BEGIN Given records

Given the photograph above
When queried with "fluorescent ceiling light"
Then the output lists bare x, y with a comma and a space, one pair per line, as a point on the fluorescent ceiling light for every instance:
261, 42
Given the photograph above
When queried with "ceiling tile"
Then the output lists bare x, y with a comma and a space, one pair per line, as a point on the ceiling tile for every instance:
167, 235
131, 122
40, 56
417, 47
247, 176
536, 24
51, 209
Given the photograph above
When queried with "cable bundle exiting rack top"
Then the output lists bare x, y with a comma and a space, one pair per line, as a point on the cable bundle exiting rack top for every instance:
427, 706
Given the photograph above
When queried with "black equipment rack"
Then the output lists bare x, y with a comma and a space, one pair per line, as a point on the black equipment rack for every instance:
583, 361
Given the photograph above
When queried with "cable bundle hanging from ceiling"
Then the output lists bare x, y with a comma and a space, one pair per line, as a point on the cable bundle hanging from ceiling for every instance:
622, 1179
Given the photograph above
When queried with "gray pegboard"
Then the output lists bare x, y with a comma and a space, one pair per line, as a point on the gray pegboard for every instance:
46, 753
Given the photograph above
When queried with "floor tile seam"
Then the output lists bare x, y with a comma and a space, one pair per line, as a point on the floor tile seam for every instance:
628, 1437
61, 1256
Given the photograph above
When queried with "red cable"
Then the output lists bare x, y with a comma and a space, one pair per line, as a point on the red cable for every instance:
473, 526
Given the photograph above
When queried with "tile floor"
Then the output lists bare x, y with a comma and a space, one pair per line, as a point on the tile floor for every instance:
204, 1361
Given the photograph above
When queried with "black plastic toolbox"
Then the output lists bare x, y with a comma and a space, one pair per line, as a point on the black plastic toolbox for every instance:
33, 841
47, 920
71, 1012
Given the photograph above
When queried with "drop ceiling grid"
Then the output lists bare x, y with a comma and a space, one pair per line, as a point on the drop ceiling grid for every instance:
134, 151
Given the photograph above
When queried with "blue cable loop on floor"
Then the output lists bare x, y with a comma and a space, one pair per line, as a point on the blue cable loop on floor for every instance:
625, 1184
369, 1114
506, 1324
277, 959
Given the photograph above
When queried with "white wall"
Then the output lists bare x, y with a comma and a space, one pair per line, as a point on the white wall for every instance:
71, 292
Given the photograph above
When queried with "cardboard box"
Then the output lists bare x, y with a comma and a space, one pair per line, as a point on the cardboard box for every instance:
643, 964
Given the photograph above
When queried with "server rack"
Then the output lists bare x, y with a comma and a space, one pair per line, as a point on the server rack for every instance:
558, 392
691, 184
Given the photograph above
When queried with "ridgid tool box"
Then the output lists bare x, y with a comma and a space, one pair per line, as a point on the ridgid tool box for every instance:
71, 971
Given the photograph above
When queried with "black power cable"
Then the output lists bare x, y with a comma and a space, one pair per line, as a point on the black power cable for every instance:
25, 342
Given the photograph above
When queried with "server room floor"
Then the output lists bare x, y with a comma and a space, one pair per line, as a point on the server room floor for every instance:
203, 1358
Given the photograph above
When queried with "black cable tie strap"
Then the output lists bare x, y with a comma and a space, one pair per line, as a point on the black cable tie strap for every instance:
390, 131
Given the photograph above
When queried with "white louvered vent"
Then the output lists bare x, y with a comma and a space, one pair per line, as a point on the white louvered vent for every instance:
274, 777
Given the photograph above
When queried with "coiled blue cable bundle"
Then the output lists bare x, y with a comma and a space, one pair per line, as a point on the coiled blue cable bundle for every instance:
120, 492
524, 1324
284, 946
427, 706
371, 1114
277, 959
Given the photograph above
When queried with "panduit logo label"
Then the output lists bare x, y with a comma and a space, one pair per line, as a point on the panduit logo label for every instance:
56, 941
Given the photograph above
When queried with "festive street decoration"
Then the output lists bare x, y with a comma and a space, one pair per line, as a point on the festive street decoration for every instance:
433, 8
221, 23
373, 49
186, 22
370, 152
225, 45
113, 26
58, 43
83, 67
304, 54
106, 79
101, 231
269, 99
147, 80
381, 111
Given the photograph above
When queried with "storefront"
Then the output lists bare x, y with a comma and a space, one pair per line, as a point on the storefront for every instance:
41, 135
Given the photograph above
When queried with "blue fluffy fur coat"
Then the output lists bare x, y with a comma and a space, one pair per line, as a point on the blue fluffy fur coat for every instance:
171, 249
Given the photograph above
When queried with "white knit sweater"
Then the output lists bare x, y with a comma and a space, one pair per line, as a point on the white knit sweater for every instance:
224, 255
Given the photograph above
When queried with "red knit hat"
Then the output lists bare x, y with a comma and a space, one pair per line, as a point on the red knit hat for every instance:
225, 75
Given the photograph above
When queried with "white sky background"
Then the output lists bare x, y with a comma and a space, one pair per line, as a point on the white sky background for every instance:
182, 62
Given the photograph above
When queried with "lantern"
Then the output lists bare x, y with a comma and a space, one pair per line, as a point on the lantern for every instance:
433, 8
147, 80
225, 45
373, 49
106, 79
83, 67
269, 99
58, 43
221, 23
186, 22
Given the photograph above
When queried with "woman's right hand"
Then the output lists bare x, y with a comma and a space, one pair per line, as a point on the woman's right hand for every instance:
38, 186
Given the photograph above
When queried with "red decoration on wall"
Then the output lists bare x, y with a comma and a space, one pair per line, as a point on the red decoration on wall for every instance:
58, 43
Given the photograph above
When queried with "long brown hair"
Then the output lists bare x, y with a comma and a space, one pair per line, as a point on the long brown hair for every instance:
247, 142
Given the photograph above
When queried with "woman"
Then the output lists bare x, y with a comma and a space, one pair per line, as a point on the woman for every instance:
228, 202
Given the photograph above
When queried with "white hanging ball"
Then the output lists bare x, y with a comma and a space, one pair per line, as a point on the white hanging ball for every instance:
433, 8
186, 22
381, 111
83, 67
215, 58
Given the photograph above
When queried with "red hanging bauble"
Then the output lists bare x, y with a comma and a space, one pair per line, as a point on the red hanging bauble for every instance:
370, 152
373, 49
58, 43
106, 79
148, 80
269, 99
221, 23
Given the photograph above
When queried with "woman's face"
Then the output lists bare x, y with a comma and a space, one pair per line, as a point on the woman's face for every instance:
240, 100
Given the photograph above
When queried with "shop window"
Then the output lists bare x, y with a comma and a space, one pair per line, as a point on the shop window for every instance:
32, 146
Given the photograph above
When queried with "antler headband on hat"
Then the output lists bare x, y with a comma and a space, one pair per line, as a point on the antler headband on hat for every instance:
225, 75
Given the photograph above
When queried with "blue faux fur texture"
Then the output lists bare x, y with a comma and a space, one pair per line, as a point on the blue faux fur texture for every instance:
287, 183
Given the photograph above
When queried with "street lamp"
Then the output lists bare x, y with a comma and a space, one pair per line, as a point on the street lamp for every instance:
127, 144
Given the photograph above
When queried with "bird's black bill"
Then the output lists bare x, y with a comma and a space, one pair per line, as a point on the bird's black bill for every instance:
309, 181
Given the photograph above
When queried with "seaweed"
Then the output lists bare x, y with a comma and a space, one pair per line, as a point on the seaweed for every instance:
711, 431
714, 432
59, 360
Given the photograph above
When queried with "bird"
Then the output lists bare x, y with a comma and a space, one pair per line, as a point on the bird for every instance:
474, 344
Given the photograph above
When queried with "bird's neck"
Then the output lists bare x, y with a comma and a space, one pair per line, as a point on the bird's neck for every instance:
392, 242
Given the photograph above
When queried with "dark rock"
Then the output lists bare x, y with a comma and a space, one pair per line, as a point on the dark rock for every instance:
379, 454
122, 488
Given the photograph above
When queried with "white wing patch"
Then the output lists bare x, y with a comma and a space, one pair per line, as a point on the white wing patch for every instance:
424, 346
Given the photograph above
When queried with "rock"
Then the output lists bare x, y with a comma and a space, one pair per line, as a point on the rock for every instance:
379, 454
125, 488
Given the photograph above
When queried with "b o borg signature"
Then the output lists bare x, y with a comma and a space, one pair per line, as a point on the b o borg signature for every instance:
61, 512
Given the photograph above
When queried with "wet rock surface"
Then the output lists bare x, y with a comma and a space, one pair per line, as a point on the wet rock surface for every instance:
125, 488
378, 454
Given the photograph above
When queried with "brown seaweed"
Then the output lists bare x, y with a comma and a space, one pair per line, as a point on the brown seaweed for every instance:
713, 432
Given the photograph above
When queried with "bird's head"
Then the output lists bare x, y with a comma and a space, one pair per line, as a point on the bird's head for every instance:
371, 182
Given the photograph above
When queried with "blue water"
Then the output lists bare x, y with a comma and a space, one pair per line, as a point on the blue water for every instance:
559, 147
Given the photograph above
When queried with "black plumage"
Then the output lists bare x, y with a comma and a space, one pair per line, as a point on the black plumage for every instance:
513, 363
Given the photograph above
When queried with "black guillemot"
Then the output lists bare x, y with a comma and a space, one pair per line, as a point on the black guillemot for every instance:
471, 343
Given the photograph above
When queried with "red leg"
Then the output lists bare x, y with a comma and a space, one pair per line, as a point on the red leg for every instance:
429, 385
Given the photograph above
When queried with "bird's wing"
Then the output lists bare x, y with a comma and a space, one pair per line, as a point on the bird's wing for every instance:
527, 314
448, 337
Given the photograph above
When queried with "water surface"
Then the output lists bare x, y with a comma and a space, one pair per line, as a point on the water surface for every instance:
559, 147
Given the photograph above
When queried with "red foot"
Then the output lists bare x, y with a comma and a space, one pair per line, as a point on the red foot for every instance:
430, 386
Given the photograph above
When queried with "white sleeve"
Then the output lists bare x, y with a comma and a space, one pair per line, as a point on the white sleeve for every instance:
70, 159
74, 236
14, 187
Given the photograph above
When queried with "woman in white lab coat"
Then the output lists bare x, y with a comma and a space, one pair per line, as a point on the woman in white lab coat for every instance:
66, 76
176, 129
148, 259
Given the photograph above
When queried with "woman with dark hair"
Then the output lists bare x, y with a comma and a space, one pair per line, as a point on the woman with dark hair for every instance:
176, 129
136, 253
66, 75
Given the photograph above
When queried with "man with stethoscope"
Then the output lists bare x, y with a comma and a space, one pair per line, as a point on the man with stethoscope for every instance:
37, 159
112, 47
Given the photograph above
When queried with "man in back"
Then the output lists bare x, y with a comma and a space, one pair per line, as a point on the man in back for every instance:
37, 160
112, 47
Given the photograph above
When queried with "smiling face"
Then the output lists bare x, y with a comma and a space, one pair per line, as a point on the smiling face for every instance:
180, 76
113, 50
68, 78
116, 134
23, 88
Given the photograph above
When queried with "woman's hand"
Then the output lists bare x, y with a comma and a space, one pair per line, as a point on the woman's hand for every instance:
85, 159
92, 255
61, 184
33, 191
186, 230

END Given records

What is expected:
Print exactly the lines from the one with "the woman's hand" through the end of the data, inclusive.

Written reply:
Then the output lists bare x, y with a comma and a space, one pair per line, as a point on the woman's hand for every instance:
85, 159
92, 255
61, 184
33, 191
186, 230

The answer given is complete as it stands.